◆ What to work on
With the records as your source, report how many lines contain "white". Add no other words.

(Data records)
· · · · · · ·
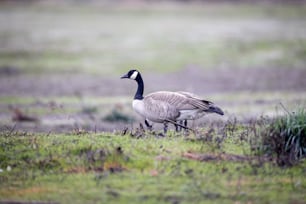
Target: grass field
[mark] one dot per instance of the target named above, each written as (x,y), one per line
(61,63)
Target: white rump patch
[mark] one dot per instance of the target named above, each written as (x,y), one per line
(134,75)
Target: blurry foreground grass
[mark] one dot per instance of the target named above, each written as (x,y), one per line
(218,165)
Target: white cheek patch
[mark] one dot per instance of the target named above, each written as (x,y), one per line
(134,75)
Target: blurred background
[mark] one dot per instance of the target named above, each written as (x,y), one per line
(61,61)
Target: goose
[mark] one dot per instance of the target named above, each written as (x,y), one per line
(200,113)
(166,106)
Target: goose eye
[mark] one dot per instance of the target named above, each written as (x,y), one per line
(134,75)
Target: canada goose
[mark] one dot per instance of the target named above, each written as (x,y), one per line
(200,113)
(166,106)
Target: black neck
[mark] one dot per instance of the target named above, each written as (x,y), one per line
(139,92)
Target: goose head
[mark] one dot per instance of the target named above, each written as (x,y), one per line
(132,74)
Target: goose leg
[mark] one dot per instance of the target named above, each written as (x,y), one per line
(185,124)
(148,125)
(165,127)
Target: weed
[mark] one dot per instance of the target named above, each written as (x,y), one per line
(285,137)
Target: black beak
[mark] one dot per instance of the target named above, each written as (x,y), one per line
(125,76)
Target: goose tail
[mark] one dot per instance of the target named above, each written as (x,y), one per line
(215,109)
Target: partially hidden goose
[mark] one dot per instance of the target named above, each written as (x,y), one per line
(166,106)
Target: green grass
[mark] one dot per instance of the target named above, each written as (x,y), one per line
(115,168)
(167,37)
(285,137)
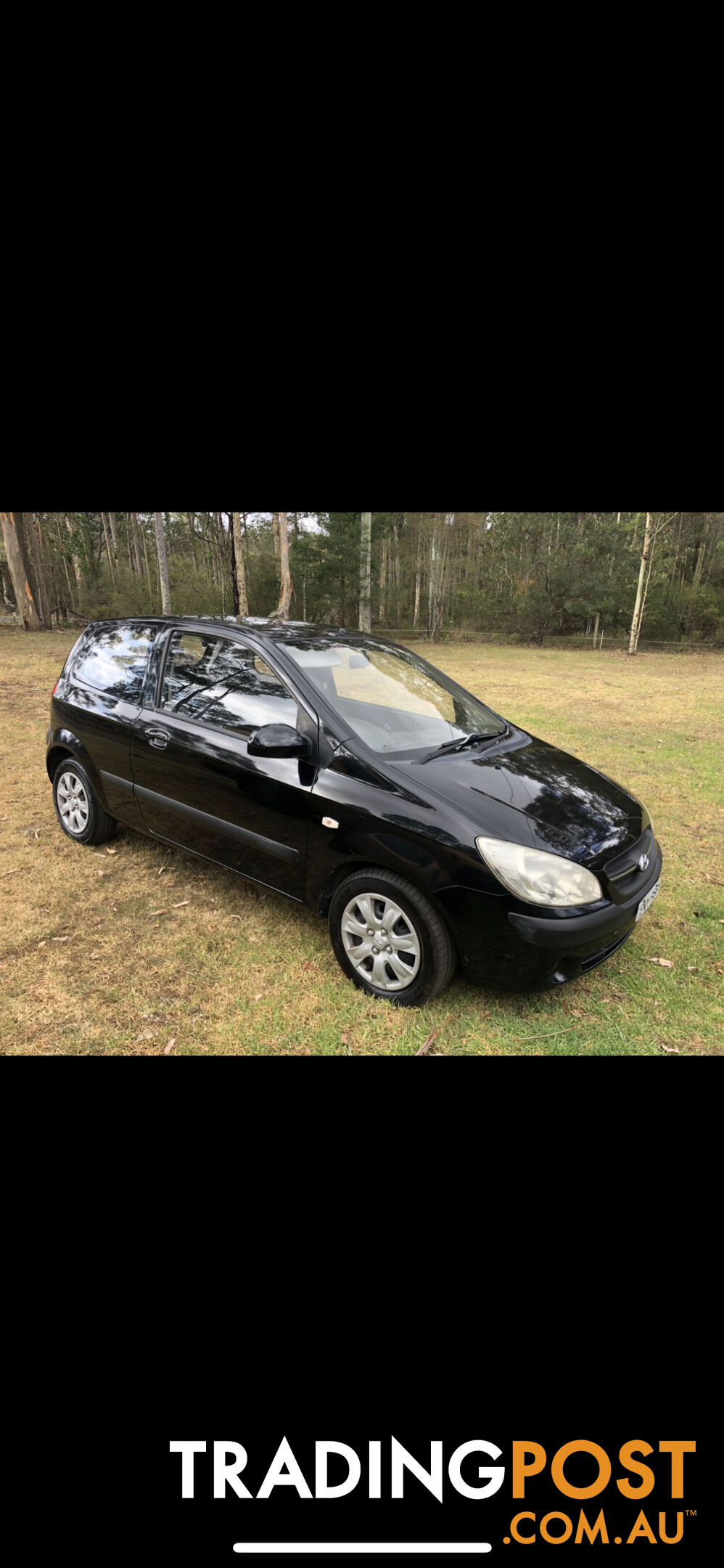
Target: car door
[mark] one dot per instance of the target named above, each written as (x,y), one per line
(102,700)
(193,775)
· · · · · · ·
◆ Response to the exercise
2